> _Objective_: Print the listing below in its entirety, character for character.

★ ★ ★

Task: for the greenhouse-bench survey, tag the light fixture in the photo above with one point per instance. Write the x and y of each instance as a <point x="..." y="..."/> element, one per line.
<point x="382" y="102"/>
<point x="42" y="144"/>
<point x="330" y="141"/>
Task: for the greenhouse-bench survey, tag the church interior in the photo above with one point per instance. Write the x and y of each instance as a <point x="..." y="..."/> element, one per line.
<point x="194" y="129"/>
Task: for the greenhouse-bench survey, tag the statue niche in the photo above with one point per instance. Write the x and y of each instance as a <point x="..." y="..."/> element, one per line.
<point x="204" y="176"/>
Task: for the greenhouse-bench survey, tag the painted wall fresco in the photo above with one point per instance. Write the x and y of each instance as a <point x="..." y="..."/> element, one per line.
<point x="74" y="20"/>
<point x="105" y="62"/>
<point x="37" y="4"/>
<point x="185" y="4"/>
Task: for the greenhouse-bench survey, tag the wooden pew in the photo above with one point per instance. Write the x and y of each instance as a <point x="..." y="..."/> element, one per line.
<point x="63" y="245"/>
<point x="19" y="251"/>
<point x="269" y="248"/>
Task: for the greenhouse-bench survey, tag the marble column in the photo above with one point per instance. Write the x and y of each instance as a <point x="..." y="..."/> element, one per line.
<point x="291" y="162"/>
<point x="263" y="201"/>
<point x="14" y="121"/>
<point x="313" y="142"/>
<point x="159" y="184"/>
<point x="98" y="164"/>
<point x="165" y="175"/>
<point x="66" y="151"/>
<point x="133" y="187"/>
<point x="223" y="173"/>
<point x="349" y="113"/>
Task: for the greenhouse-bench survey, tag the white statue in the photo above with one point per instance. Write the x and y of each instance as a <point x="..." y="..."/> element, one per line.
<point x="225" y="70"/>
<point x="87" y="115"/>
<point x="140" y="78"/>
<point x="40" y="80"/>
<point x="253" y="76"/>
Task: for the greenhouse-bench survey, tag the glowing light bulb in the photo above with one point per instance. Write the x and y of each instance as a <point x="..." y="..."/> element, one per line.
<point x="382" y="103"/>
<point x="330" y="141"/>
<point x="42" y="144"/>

★ ★ ★

> _Solution to the problem_:
Task: for the greenhouse-bench survey, tag the light fixture in the photo above with one point per instance. Write the x and y of each instance as a <point x="..." y="..."/> element, one per line.
<point x="382" y="102"/>
<point x="42" y="144"/>
<point x="330" y="141"/>
Task: for the greenhouse-bench survey, tag the church interior in the photo above with one point per instance. Write the x and y of each instance as a <point x="..." y="..."/> element, one per line.
<point x="194" y="129"/>
Task: for the greenhouse-bench survey, tag the statue niche in the photo above with one point per instance. Write the x and y of each instance as a <point x="..." y="..."/> element, one per line.
<point x="204" y="176"/>
Task: for the greenhouse-bench survey, tag the painted wall fresco in the photo above with one point per instance. Write the x and y of each instance as a <point x="..." y="..."/> element, one per line.
<point x="74" y="20"/>
<point x="105" y="62"/>
<point x="37" y="4"/>
<point x="185" y="4"/>
Task: for the greenhouse-bench survey, tag the wooden pew in the photo above with one point per instance. Write the x and y of each instance as a <point x="..." y="..."/> element, one per line.
<point x="63" y="245"/>
<point x="19" y="251"/>
<point x="269" y="248"/>
Task: for the greenhouse-bench survey, tag the marble column in the photo above with one point per instance. Write the x and y of each instance as a <point x="..." y="..."/> element, one per line.
<point x="291" y="162"/>
<point x="263" y="201"/>
<point x="14" y="121"/>
<point x="313" y="142"/>
<point x="159" y="184"/>
<point x="98" y="164"/>
<point x="165" y="175"/>
<point x="66" y="151"/>
<point x="133" y="187"/>
<point x="223" y="173"/>
<point x="349" y="113"/>
Task: for the greenhouse-bench survey, tag the white statue in the photo above with one point per instance. Write the x and y of each instance as a <point x="..." y="..."/> element, one per line.
<point x="225" y="70"/>
<point x="87" y="115"/>
<point x="140" y="78"/>
<point x="40" y="80"/>
<point x="253" y="76"/>
Task: for the greenhouse-bench survey, tag the glowing light bulb in the photo above with one point per instance. Write the x and y of each instance as a <point x="..." y="..."/> element, one per line.
<point x="382" y="103"/>
<point x="330" y="141"/>
<point x="42" y="144"/>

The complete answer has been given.